Exercise prompt: Count the lines in the data below that contain the string "child", matching case exactly, and give only that number.

Listed records:
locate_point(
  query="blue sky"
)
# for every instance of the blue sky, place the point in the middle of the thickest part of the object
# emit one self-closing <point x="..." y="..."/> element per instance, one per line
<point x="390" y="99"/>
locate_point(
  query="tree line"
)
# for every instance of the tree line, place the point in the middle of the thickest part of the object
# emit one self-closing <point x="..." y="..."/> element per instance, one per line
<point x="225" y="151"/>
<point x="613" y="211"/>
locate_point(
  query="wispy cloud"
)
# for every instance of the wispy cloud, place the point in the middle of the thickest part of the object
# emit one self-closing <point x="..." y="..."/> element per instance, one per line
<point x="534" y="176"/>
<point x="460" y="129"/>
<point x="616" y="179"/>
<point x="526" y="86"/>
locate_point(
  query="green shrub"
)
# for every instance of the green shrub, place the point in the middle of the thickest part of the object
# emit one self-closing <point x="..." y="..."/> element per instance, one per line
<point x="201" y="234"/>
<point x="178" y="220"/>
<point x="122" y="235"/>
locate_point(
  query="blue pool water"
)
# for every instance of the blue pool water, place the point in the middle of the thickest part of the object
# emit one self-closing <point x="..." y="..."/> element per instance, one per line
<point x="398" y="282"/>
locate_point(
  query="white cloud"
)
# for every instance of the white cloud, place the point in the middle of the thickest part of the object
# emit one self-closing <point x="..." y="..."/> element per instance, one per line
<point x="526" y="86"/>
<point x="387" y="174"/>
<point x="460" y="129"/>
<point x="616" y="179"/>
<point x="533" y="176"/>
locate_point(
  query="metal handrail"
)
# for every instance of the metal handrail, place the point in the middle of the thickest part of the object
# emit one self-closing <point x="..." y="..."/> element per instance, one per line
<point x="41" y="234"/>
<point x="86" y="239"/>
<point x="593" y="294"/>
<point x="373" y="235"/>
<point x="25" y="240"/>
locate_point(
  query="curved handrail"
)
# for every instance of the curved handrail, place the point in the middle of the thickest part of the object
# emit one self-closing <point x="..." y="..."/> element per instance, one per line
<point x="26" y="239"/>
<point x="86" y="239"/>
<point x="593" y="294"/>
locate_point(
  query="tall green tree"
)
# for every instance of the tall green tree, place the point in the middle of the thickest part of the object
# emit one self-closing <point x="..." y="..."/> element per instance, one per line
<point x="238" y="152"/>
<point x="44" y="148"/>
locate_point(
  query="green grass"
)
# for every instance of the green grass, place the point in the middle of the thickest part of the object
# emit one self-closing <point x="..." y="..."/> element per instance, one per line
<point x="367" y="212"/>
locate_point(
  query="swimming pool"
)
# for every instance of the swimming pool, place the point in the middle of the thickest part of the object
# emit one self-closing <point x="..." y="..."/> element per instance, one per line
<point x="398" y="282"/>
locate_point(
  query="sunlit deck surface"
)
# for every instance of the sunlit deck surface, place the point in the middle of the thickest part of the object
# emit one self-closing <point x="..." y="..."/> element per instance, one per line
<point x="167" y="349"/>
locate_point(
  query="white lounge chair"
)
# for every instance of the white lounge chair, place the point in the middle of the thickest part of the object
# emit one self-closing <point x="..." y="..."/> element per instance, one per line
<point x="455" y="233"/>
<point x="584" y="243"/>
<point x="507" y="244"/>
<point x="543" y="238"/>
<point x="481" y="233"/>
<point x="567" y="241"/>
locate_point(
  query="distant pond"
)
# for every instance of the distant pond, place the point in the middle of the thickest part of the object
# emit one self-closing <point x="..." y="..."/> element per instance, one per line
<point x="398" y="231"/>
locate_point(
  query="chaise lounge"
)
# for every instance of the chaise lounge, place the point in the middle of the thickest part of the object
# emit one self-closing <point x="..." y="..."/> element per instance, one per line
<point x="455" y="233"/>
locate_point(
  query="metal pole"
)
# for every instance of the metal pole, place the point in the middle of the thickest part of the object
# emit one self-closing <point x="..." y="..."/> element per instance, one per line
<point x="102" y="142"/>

...

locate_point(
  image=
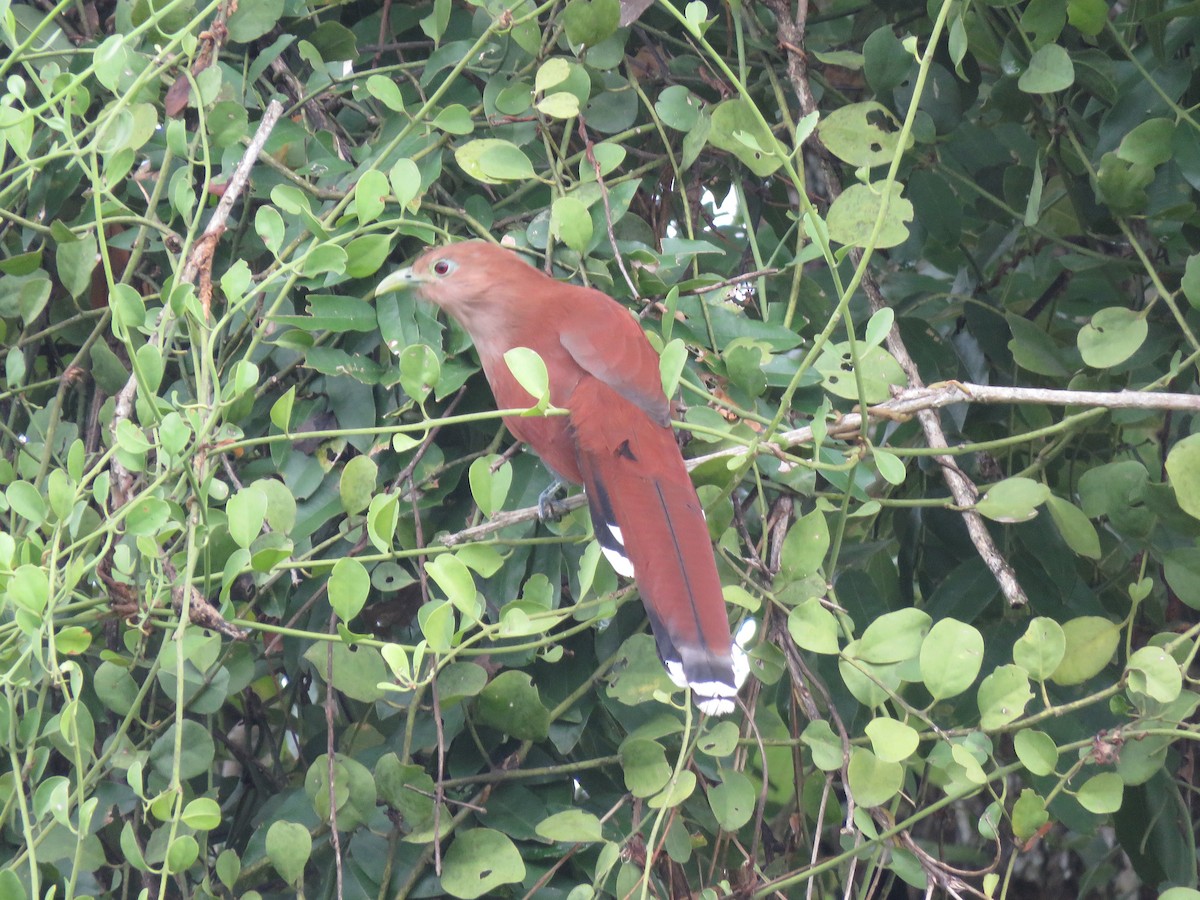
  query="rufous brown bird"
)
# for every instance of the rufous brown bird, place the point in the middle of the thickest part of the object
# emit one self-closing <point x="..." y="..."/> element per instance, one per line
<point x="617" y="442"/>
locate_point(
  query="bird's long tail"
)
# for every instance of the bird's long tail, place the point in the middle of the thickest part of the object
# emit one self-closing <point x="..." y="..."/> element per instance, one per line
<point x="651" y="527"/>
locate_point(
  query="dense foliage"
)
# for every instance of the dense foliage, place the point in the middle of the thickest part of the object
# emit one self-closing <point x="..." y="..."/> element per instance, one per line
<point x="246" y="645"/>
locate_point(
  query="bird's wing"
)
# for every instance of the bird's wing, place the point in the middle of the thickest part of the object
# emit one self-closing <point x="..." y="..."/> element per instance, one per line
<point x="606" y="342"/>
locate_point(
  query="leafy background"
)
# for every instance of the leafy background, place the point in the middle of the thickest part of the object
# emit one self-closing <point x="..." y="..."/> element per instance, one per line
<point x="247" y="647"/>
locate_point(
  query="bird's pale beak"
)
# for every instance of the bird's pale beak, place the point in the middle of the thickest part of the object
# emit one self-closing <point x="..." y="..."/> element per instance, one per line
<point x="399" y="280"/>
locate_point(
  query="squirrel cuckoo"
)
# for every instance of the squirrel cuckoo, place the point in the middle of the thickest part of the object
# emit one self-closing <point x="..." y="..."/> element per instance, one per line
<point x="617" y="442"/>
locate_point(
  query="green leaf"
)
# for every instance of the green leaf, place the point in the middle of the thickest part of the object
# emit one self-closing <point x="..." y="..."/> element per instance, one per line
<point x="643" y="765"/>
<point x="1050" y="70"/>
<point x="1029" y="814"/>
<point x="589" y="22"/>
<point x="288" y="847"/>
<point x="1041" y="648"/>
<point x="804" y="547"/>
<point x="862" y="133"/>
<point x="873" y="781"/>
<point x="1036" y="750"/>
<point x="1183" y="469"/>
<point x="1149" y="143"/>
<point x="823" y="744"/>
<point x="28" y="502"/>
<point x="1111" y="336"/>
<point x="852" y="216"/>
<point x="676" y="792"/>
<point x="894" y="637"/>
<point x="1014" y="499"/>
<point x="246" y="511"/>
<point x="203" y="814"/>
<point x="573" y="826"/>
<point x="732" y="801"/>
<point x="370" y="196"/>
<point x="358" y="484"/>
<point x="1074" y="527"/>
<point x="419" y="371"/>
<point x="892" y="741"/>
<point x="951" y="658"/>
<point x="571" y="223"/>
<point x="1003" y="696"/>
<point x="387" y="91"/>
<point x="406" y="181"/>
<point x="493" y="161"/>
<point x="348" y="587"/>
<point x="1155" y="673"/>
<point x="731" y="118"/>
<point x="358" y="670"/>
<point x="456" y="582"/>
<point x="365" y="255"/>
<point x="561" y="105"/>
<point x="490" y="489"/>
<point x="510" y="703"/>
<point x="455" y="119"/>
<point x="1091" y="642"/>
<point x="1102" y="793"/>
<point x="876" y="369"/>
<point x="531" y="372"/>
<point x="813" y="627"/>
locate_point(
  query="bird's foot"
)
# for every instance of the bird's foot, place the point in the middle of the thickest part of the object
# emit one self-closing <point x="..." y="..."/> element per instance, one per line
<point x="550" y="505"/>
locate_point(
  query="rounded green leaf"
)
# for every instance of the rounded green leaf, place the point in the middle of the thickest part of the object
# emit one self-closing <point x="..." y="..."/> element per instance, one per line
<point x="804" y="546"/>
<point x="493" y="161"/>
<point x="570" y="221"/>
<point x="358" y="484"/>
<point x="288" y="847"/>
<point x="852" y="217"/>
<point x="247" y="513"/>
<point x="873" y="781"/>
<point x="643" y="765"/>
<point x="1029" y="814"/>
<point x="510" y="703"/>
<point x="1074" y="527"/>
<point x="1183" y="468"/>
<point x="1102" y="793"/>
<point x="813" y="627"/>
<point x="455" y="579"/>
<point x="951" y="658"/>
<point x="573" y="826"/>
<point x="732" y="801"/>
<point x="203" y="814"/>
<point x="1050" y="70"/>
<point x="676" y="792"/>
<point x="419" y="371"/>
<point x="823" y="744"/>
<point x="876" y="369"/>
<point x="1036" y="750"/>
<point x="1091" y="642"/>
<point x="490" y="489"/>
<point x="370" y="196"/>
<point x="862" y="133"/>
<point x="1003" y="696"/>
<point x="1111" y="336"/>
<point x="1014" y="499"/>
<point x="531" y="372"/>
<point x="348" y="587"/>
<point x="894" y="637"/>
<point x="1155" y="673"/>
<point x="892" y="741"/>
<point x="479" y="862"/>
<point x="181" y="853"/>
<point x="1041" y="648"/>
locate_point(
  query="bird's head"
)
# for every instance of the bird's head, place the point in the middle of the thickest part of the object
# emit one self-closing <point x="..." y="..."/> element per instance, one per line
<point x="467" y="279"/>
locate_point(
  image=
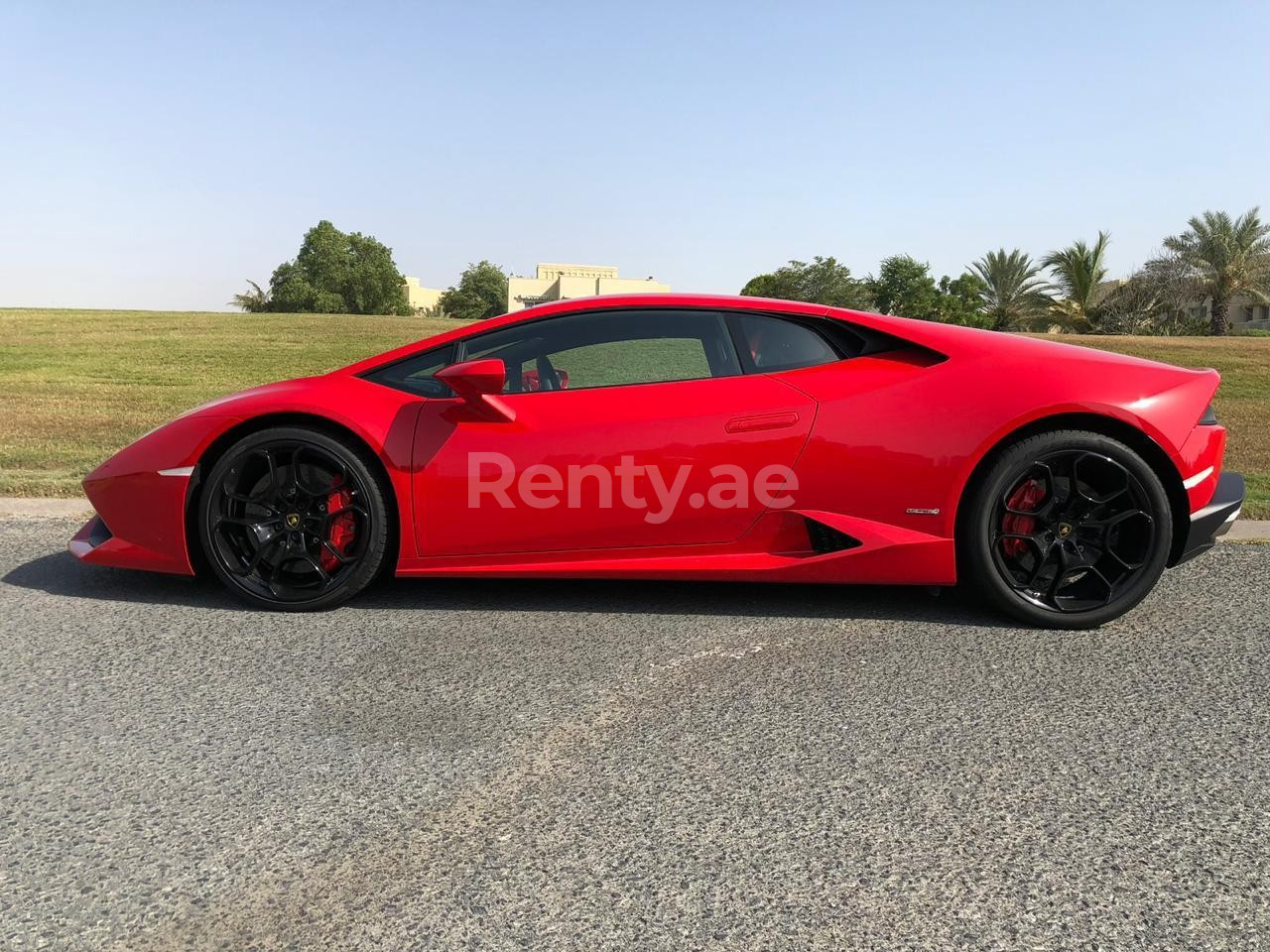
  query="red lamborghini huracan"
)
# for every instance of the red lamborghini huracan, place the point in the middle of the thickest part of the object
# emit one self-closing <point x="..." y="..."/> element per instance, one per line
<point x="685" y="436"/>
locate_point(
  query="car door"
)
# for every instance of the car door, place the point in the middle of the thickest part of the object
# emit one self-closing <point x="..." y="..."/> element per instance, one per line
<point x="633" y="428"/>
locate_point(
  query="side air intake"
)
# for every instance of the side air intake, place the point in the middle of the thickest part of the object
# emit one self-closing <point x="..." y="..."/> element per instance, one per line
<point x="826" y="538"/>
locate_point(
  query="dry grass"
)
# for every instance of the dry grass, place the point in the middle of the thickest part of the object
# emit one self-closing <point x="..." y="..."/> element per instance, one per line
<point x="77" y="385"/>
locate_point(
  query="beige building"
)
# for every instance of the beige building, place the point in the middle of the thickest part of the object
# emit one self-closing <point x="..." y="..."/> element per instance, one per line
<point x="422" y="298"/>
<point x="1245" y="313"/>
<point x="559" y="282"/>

--

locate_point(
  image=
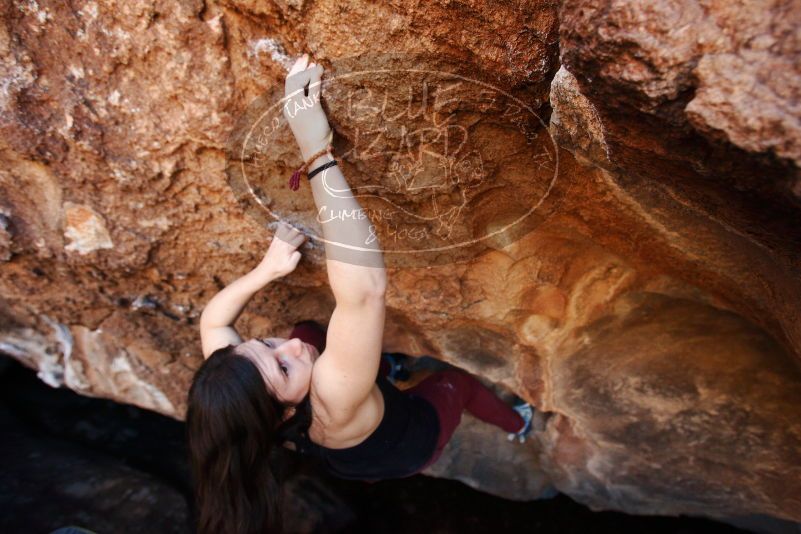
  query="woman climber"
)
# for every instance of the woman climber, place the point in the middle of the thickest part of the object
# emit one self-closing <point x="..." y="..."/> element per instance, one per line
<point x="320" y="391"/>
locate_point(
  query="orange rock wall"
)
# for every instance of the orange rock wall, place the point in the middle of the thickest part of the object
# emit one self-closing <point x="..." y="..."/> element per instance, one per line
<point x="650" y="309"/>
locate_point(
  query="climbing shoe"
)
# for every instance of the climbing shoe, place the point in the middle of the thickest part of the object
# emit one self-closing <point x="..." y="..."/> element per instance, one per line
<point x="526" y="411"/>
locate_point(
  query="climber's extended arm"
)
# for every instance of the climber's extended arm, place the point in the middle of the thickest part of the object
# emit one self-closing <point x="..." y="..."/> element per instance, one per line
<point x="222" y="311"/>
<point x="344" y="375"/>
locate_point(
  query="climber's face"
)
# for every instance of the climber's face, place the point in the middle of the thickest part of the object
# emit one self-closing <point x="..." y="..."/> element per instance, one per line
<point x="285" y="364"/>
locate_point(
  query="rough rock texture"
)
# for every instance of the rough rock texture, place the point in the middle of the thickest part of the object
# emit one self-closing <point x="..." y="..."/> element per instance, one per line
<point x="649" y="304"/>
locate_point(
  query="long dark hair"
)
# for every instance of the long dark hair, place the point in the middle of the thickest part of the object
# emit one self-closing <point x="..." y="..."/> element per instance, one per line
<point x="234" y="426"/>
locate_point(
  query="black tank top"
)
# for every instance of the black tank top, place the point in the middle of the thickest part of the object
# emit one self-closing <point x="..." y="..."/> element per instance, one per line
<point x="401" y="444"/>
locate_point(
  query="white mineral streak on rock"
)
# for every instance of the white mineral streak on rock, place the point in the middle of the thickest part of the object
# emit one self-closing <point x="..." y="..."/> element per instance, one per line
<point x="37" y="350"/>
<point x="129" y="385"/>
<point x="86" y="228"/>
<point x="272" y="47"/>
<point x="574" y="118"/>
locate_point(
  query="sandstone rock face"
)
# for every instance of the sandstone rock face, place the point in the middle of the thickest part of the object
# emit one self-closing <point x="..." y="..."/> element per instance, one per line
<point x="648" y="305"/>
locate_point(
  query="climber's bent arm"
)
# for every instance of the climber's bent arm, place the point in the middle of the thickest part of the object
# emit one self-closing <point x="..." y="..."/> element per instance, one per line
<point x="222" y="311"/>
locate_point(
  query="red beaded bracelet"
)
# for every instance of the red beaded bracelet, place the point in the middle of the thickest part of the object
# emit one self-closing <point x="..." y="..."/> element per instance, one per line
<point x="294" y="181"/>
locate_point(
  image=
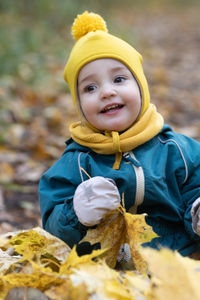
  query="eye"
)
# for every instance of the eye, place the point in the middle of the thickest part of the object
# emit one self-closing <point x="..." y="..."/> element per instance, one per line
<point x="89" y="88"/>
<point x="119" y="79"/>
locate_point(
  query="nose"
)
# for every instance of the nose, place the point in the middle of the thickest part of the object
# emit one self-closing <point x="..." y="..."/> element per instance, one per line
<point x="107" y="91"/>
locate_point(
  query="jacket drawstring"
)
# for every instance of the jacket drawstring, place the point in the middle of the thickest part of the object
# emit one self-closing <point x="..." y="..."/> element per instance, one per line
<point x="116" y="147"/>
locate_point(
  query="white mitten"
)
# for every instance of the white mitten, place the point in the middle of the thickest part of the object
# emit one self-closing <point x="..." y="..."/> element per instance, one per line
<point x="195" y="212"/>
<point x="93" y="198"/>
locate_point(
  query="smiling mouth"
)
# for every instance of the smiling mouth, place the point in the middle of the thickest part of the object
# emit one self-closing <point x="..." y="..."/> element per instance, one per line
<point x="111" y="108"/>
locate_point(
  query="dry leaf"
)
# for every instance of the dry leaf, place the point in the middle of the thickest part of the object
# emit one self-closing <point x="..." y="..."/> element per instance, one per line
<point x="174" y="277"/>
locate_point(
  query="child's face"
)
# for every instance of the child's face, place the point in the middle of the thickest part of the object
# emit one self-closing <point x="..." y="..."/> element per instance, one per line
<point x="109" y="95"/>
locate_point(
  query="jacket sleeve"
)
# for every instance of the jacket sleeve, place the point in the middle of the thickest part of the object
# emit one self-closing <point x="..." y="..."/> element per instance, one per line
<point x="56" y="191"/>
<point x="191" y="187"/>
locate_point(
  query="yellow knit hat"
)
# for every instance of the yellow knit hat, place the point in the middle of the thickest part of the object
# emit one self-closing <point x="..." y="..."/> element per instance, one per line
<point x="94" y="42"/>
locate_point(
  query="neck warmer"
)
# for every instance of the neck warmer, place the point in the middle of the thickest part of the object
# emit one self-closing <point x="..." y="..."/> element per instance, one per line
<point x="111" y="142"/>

Answer to the problem: 2